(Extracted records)
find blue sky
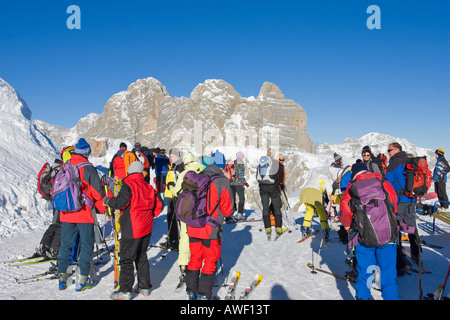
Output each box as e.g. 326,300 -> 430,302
0,0 -> 450,154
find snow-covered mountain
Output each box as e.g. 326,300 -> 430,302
36,77 -> 315,154
0,78 -> 57,236
0,79 -> 450,302
0,79 -> 442,237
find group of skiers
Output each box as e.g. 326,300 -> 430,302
33,138 -> 450,300
300,142 -> 450,300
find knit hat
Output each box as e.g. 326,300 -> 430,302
169,148 -> 181,158
361,146 -> 372,154
73,138 -> 91,156
116,149 -> 125,157
333,152 -> 342,162
434,148 -> 445,157
128,161 -> 144,174
352,161 -> 367,180
211,150 -> 225,168
183,152 -> 195,164
134,142 -> 142,151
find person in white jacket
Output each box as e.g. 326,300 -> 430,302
300,173 -> 333,238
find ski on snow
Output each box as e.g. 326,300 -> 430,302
225,271 -> 263,300
225,271 -> 241,300
239,273 -> 262,300
15,271 -> 58,283
308,263 -> 356,282
297,229 -> 320,243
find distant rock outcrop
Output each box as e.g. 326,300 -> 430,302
40,78 -> 315,157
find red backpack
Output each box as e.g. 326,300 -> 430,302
372,153 -> 389,177
405,157 -> 433,198
223,160 -> 236,182
37,162 -> 62,200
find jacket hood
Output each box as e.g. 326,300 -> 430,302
204,164 -> 225,177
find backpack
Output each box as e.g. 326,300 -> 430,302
404,156 -> 433,198
37,162 -> 52,200
175,171 -> 220,228
349,177 -> 398,247
372,153 -> 389,177
339,166 -> 352,192
256,156 -> 275,184
223,161 -> 236,182
134,151 -> 150,169
37,160 -> 62,201
52,162 -> 93,212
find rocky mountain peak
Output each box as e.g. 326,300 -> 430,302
258,81 -> 284,99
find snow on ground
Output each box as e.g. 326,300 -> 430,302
0,195 -> 450,300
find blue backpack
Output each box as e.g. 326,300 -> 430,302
52,162 -> 93,212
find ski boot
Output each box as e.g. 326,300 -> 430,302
109,291 -> 131,300
75,275 -> 94,292
266,228 -> 272,240
59,273 -> 70,290
302,227 -> 311,239
186,290 -> 198,300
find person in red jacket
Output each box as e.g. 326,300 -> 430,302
58,138 -> 106,291
103,161 -> 164,300
186,151 -> 234,300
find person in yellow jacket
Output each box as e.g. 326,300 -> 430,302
123,150 -> 137,178
300,173 -> 333,238
166,153 -> 206,288
164,148 -> 184,249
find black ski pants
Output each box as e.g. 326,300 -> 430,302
259,184 -> 283,228
434,182 -> 448,209
119,233 -> 152,292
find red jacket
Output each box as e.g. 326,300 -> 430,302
113,156 -> 127,179
340,172 -> 397,227
188,165 -> 234,240
60,154 -> 106,223
106,173 -> 164,239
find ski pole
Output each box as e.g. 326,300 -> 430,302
438,263 -> 450,300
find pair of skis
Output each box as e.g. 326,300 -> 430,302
2,256 -> 56,267
225,271 -> 262,300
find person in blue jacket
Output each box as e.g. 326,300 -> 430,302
385,142 -> 420,260
433,148 -> 450,212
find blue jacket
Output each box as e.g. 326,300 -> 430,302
433,156 -> 450,183
385,151 -> 416,203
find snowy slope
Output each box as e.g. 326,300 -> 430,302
0,79 -> 450,300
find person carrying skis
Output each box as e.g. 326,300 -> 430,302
231,151 -> 248,220
109,142 -> 127,183
433,148 -> 450,212
361,146 -> 381,174
186,151 -> 234,300
300,173 -> 333,238
58,138 -> 106,291
166,152 -> 205,288
164,148 -> 184,249
256,149 -> 283,238
103,161 -> 164,300
340,162 -> 400,300
385,142 -> 420,261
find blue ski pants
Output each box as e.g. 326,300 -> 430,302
355,243 -> 400,300
58,222 -> 95,276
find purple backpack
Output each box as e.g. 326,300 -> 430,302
349,177 -> 398,247
52,162 -> 93,212
175,171 -> 220,228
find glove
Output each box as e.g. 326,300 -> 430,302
103,197 -> 111,207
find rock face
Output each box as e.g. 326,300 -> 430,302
44,78 -> 315,153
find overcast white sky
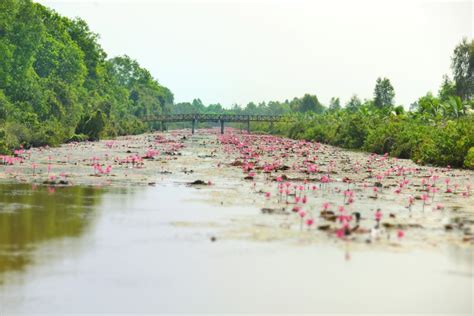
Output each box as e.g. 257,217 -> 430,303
38,0 -> 474,106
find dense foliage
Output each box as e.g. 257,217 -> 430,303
0,0 -> 173,152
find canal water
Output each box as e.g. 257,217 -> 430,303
0,183 -> 474,315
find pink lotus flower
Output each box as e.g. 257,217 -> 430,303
397,230 -> 405,239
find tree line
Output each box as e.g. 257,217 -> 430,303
0,0 -> 474,168
0,0 -> 173,152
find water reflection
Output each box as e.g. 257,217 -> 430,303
0,184 -> 103,283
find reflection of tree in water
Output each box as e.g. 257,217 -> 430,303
0,184 -> 102,283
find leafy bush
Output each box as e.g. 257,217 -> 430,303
464,147 -> 474,169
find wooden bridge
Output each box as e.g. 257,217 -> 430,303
142,114 -> 291,134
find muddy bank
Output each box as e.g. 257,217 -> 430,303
0,130 -> 474,248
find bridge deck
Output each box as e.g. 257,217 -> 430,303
142,114 -> 289,122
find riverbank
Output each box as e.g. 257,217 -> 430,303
0,130 -> 474,248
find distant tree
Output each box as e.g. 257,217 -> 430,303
329,97 -> 341,111
374,77 -> 395,108
299,94 -> 324,113
438,75 -> 456,101
244,102 -> 257,114
451,38 -> 474,100
346,94 -> 362,112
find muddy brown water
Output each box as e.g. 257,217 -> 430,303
0,131 -> 474,315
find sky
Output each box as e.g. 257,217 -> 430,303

What is asked:
Rescale the data from the line with "find jacket hood" up to and including the line with "186,290 -> 198,300": repeat every line, requests included, but multiply each box coordinate in the answers by 0.5 and round to whole numbers, with halves going up. Leave the requests and their format samples unchanged.

Exercise output:
find jacket hood
Output each box as e.g. 326,300 -> 430,302
102,82 -> 113,89
find backpack
Output each box as e.g. 326,300 -> 430,302
202,78 -> 217,99
19,81 -> 26,100
88,86 -> 110,114
175,89 -> 199,124
186,77 -> 195,89
170,83 -> 176,96
128,78 -> 138,92
112,81 -> 118,91
67,76 -> 75,85
19,80 -> 31,101
26,81 -> 47,106
find rocky mountain peak
Output each box as e.g. 326,300 -> 430,302
129,41 -> 142,50
find snow on ground
Output each box as e.g. 326,300 -> 430,302
0,98 -> 225,150
find blue backpack
Output each box as e.g. 326,300 -> 430,302
26,81 -> 47,106
find ski boot
Output each box as e.g. 326,300 -> 430,302
55,146 -> 66,150
38,138 -> 47,146
133,114 -> 136,120
30,137 -> 35,145
151,114 -> 156,120
93,145 -> 99,150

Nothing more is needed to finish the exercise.